Problem to solve: Every line in the data below that holds "swept" should be found and copied.

Referring expression data
┄┄┄┄┄┄

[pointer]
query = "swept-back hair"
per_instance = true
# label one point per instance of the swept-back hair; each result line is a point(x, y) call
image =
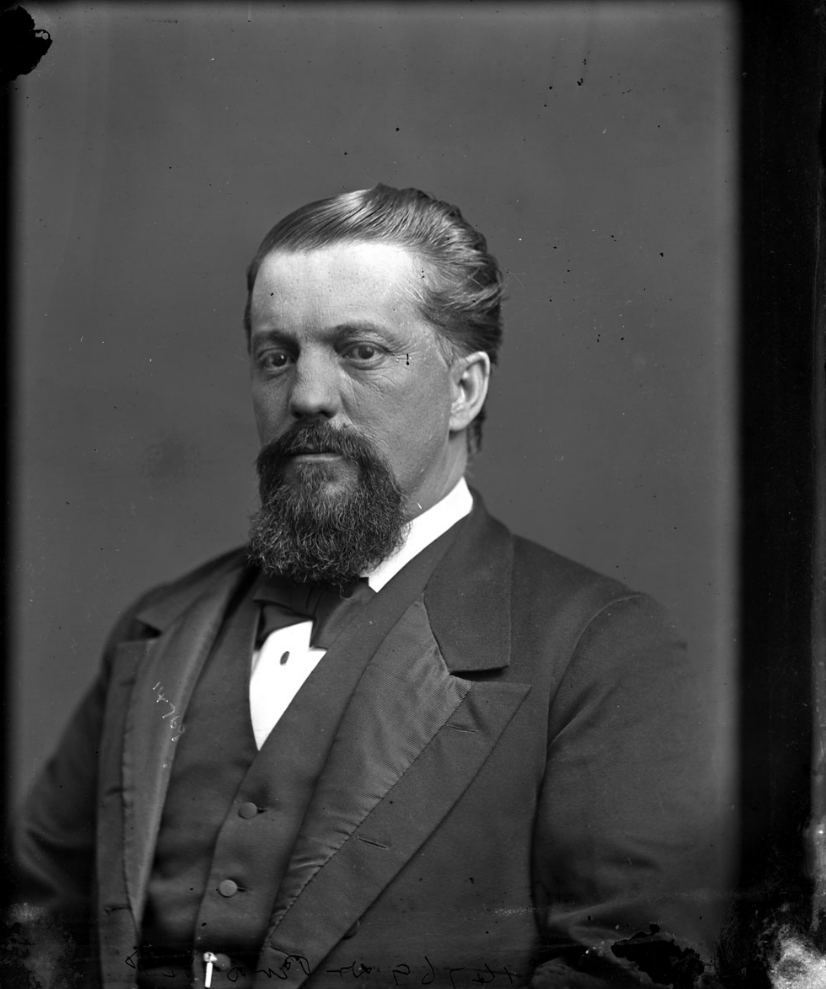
point(461, 290)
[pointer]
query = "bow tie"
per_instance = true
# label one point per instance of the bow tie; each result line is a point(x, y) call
point(329, 608)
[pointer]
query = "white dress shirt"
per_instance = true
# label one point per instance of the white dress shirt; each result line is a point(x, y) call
point(286, 659)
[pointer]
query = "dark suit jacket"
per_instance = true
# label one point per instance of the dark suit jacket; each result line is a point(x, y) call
point(522, 778)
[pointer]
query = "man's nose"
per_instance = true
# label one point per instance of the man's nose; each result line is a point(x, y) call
point(315, 387)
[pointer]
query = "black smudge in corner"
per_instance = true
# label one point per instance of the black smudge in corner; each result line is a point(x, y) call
point(22, 45)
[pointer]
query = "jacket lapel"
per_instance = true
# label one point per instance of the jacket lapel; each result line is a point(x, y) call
point(412, 738)
point(154, 722)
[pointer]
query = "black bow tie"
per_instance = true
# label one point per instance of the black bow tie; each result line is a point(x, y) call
point(330, 608)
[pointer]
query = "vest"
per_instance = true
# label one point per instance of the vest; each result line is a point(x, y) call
point(232, 813)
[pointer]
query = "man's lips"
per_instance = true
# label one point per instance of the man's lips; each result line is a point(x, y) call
point(315, 455)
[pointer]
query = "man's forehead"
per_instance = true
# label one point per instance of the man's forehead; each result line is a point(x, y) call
point(346, 274)
point(341, 263)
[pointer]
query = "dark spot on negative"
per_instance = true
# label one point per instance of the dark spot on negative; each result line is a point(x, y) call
point(22, 45)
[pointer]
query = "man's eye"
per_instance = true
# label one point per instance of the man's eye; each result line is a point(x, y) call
point(362, 352)
point(273, 360)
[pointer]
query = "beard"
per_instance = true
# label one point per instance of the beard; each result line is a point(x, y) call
point(315, 526)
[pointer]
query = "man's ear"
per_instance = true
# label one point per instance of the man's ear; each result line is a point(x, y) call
point(469, 375)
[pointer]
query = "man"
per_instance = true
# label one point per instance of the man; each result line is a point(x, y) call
point(388, 743)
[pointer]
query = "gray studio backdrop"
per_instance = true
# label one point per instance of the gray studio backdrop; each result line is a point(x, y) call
point(594, 144)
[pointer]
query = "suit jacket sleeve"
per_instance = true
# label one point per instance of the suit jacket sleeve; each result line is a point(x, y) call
point(627, 862)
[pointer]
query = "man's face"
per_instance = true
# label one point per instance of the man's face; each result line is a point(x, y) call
point(336, 337)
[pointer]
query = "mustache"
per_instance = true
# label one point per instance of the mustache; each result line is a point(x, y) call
point(317, 436)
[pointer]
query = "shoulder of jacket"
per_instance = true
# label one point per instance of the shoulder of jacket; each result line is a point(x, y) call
point(172, 597)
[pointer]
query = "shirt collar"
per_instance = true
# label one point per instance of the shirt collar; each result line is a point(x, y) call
point(422, 531)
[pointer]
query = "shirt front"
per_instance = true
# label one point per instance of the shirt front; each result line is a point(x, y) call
point(286, 658)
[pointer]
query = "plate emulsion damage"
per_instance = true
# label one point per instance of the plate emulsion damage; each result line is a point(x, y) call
point(22, 45)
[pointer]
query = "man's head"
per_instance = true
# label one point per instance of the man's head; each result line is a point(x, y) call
point(372, 319)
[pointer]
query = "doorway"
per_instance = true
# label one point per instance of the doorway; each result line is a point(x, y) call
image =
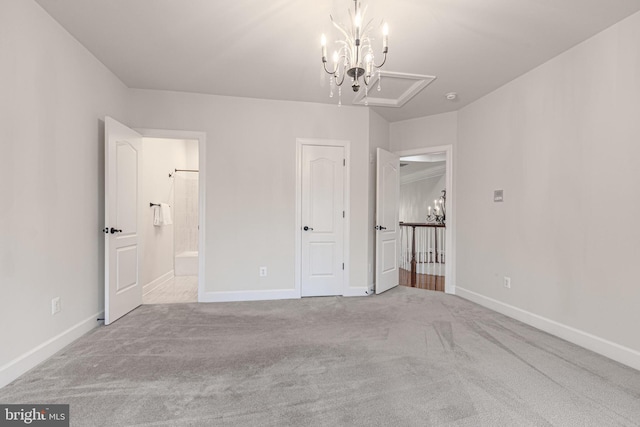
point(322, 217)
point(169, 221)
point(426, 217)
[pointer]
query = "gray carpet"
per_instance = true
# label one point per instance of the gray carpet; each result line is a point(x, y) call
point(409, 357)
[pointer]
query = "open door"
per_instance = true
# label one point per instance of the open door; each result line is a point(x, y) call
point(387, 225)
point(122, 288)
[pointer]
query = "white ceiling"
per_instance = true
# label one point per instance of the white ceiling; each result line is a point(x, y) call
point(271, 48)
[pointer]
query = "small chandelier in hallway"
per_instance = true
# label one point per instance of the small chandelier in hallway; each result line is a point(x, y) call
point(354, 57)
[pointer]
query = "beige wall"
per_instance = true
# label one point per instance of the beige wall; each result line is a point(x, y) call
point(562, 141)
point(54, 96)
point(430, 131)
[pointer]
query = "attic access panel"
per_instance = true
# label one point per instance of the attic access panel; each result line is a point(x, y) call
point(397, 89)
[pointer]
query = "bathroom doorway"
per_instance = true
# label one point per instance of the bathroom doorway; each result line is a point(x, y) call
point(170, 220)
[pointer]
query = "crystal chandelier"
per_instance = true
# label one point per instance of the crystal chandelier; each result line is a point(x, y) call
point(354, 57)
point(439, 210)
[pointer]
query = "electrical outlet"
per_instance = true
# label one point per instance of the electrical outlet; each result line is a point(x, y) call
point(55, 305)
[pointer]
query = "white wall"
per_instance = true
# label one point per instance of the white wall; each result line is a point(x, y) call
point(54, 97)
point(251, 169)
point(562, 141)
point(417, 196)
point(161, 157)
point(430, 131)
point(378, 138)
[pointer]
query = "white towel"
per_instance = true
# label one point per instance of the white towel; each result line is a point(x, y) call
point(166, 214)
point(156, 216)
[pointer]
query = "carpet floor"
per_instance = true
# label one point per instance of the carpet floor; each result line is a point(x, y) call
point(409, 357)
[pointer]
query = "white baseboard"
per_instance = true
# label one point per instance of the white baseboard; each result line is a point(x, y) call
point(18, 366)
point(617, 352)
point(227, 296)
point(157, 282)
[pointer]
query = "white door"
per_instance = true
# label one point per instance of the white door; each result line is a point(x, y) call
point(322, 220)
point(387, 225)
point(123, 291)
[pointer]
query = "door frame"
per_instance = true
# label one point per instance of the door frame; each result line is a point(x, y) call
point(346, 145)
point(450, 280)
point(202, 193)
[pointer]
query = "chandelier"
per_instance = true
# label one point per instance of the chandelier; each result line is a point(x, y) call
point(439, 211)
point(354, 57)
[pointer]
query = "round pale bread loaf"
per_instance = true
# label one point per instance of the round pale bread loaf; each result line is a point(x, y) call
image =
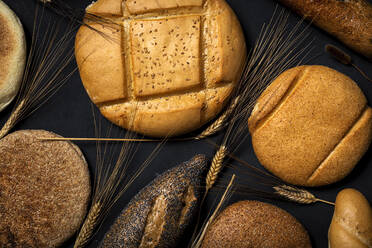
point(253, 224)
point(311, 126)
point(44, 190)
point(167, 68)
point(12, 54)
point(351, 224)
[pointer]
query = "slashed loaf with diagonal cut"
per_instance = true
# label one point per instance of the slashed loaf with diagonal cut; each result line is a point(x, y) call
point(165, 67)
point(311, 126)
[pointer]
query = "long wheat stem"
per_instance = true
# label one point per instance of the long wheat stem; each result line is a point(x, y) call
point(87, 230)
point(218, 124)
point(216, 167)
point(9, 124)
point(298, 195)
point(198, 242)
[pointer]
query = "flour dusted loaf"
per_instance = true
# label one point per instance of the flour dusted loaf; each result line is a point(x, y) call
point(253, 224)
point(12, 54)
point(352, 221)
point(167, 68)
point(311, 126)
point(44, 190)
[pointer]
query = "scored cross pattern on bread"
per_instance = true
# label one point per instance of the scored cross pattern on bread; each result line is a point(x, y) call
point(167, 68)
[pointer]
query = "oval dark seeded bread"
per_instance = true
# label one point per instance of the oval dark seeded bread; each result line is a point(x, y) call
point(159, 214)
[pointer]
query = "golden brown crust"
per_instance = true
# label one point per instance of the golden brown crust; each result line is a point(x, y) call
point(248, 224)
point(311, 126)
point(350, 21)
point(12, 54)
point(351, 224)
point(162, 86)
point(44, 190)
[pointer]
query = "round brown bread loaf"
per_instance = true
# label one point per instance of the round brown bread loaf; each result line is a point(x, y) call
point(253, 224)
point(44, 190)
point(167, 68)
point(352, 221)
point(349, 21)
point(311, 126)
point(12, 54)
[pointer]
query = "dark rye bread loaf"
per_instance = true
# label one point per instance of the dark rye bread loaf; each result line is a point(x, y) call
point(159, 214)
point(168, 68)
point(311, 126)
point(44, 190)
point(253, 224)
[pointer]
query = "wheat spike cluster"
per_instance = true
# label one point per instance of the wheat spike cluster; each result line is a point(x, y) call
point(216, 167)
point(298, 195)
point(88, 227)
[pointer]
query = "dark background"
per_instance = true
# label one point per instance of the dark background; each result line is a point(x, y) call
point(69, 114)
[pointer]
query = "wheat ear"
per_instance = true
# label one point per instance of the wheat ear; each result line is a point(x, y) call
point(9, 124)
point(216, 167)
point(218, 124)
point(298, 195)
point(89, 226)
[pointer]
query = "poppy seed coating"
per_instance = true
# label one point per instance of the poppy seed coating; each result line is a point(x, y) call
point(158, 215)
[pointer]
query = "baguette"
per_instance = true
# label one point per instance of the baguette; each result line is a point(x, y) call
point(159, 214)
point(351, 224)
point(349, 21)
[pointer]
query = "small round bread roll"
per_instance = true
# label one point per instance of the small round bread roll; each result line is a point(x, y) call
point(253, 224)
point(12, 54)
point(44, 190)
point(351, 224)
point(167, 68)
point(311, 126)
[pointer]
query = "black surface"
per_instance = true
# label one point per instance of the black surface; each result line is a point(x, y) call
point(69, 114)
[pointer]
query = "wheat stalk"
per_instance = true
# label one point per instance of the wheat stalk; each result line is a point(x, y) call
point(216, 167)
point(12, 120)
point(218, 124)
point(89, 226)
point(199, 239)
point(45, 71)
point(298, 195)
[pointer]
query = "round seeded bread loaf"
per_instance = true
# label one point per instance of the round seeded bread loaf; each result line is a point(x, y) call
point(167, 68)
point(311, 126)
point(253, 224)
point(44, 190)
point(12, 54)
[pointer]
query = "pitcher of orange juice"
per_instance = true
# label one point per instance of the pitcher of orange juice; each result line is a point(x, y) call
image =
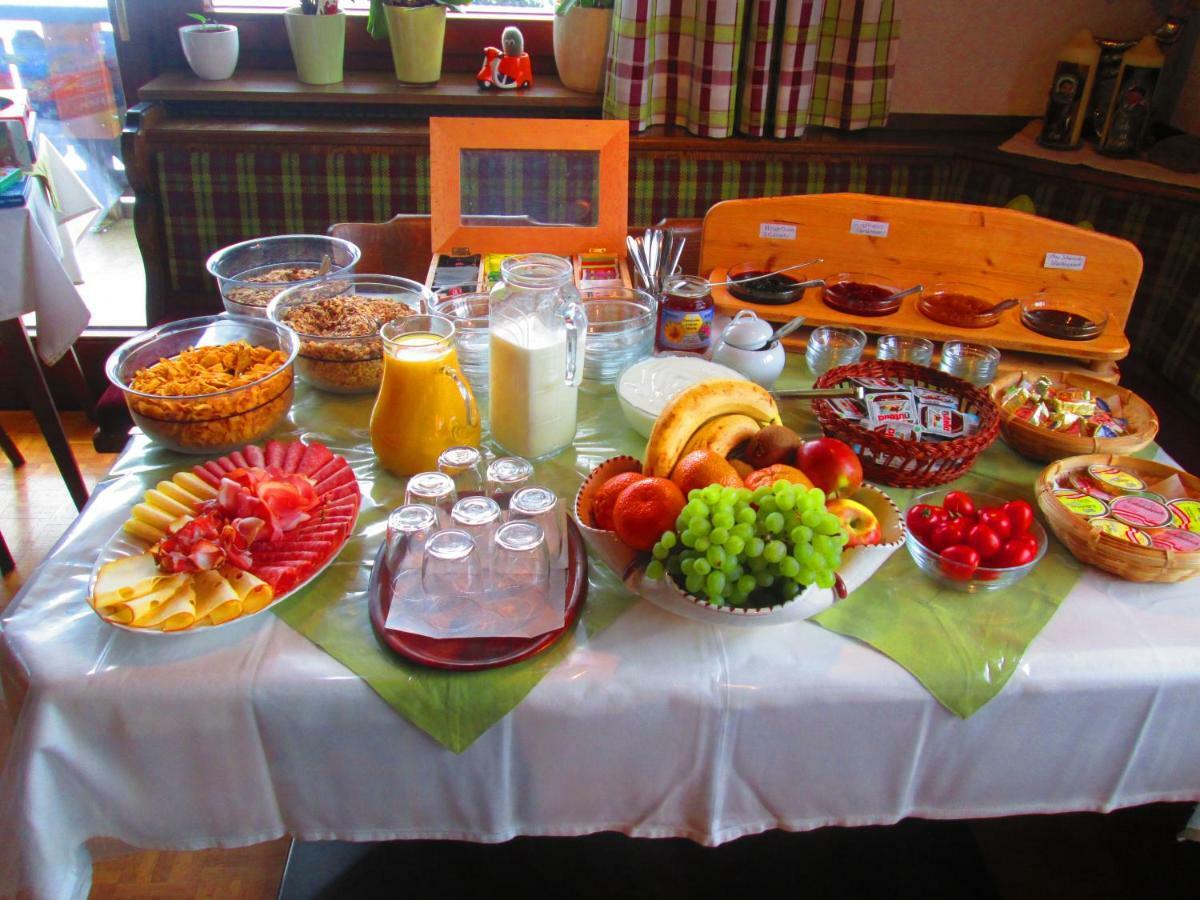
point(425, 403)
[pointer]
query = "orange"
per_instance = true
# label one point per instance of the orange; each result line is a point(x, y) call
point(604, 499)
point(701, 468)
point(645, 510)
point(772, 474)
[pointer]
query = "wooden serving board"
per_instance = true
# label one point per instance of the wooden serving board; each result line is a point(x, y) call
point(924, 241)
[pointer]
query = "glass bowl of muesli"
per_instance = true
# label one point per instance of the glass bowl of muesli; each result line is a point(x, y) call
point(253, 273)
point(337, 322)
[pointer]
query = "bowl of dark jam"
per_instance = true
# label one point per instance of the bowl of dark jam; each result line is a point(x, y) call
point(1063, 319)
point(762, 285)
point(861, 294)
point(960, 304)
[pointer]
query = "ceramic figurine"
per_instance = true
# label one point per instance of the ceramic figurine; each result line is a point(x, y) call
point(507, 69)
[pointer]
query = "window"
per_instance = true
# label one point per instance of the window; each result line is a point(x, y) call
point(490, 6)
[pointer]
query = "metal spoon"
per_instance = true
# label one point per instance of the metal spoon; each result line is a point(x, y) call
point(766, 275)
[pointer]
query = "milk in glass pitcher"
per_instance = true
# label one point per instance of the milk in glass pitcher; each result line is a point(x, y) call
point(538, 330)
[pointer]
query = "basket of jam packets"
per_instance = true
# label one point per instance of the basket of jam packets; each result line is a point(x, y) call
point(1135, 519)
point(1049, 417)
point(915, 426)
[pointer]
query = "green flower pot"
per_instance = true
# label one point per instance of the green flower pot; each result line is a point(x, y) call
point(318, 46)
point(417, 35)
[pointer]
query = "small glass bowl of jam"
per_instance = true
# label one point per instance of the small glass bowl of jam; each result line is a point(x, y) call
point(861, 294)
point(772, 289)
point(1063, 319)
point(960, 304)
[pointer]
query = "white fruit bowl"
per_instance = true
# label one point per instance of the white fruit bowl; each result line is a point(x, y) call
point(857, 563)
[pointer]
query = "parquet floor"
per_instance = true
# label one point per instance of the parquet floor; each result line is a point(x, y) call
point(35, 510)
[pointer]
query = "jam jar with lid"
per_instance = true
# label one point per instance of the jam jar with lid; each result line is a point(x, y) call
point(685, 316)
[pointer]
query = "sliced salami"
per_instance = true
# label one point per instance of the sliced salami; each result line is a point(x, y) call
point(292, 457)
point(315, 456)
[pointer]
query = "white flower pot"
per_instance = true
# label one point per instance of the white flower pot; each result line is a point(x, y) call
point(211, 53)
point(581, 48)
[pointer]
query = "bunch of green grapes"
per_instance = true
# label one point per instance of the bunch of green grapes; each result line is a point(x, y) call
point(739, 547)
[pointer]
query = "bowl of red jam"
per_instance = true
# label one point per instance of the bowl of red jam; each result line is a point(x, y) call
point(861, 294)
point(756, 283)
point(961, 305)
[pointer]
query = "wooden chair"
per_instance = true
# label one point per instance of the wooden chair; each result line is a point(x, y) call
point(399, 246)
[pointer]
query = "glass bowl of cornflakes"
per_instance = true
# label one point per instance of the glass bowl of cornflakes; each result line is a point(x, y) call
point(253, 273)
point(208, 384)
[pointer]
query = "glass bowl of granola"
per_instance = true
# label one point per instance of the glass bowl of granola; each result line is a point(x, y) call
point(337, 322)
point(251, 274)
point(209, 384)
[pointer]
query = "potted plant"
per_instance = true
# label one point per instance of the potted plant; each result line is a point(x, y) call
point(209, 47)
point(317, 34)
point(417, 31)
point(581, 43)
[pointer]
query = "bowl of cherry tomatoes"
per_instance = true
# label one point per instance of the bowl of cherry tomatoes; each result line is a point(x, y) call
point(973, 541)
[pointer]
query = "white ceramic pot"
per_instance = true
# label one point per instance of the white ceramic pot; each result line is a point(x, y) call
point(581, 48)
point(210, 52)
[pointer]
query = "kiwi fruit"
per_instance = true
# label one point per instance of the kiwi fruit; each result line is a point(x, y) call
point(774, 444)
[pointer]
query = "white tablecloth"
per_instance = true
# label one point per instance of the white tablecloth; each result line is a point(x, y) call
point(658, 727)
point(31, 258)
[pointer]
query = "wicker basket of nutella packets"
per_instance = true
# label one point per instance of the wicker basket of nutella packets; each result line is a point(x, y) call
point(1135, 519)
point(1051, 415)
point(915, 426)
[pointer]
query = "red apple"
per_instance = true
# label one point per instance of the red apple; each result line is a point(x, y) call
point(859, 522)
point(832, 466)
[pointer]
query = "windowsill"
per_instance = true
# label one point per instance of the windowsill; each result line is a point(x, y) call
point(455, 89)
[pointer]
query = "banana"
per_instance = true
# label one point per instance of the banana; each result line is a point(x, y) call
point(723, 433)
point(691, 408)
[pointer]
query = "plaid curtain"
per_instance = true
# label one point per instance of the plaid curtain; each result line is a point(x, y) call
point(798, 63)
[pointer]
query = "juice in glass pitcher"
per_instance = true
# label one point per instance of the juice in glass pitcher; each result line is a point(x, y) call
point(425, 403)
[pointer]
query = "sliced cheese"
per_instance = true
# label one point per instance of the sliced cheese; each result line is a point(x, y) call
point(151, 516)
point(142, 531)
point(124, 580)
point(215, 598)
point(255, 592)
point(195, 485)
point(138, 607)
point(178, 612)
point(171, 498)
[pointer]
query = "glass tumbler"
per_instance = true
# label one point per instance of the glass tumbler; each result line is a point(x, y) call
point(905, 349)
point(450, 576)
point(973, 363)
point(479, 517)
point(465, 465)
point(435, 489)
point(408, 528)
point(540, 505)
point(521, 571)
point(468, 312)
point(508, 474)
point(832, 347)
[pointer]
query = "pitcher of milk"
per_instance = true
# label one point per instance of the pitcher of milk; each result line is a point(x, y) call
point(538, 330)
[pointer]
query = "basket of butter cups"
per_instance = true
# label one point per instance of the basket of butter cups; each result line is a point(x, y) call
point(1051, 415)
point(1135, 519)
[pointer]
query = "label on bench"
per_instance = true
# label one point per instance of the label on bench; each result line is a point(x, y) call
point(1065, 261)
point(778, 231)
point(869, 226)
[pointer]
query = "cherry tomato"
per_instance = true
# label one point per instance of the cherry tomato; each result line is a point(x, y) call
point(985, 541)
point(923, 519)
point(946, 534)
point(959, 503)
point(1020, 516)
point(959, 562)
point(1018, 551)
point(997, 521)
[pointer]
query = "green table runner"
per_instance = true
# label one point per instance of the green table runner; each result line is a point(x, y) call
point(961, 647)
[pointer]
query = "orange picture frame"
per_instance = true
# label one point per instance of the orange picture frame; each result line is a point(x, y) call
point(450, 137)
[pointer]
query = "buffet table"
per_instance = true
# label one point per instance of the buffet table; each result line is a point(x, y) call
point(641, 721)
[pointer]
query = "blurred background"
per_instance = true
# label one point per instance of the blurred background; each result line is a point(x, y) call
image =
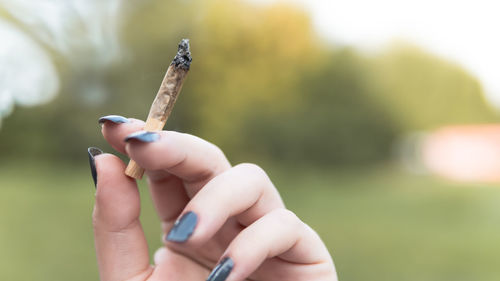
point(376, 121)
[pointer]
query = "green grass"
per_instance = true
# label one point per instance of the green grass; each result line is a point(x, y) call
point(380, 224)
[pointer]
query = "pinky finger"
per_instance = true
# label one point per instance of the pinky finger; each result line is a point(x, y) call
point(302, 254)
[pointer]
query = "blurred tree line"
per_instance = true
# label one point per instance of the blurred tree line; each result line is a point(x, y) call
point(263, 86)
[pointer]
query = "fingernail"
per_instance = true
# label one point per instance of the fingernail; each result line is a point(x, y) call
point(143, 136)
point(93, 151)
point(183, 228)
point(117, 119)
point(222, 270)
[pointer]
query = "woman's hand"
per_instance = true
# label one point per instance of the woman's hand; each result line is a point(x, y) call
point(213, 215)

┄┄┄┄┄┄

Result for this task:
query = "swept-back hair"
# label one point per instance of the swept-back hair; each result line is a point(x, y) call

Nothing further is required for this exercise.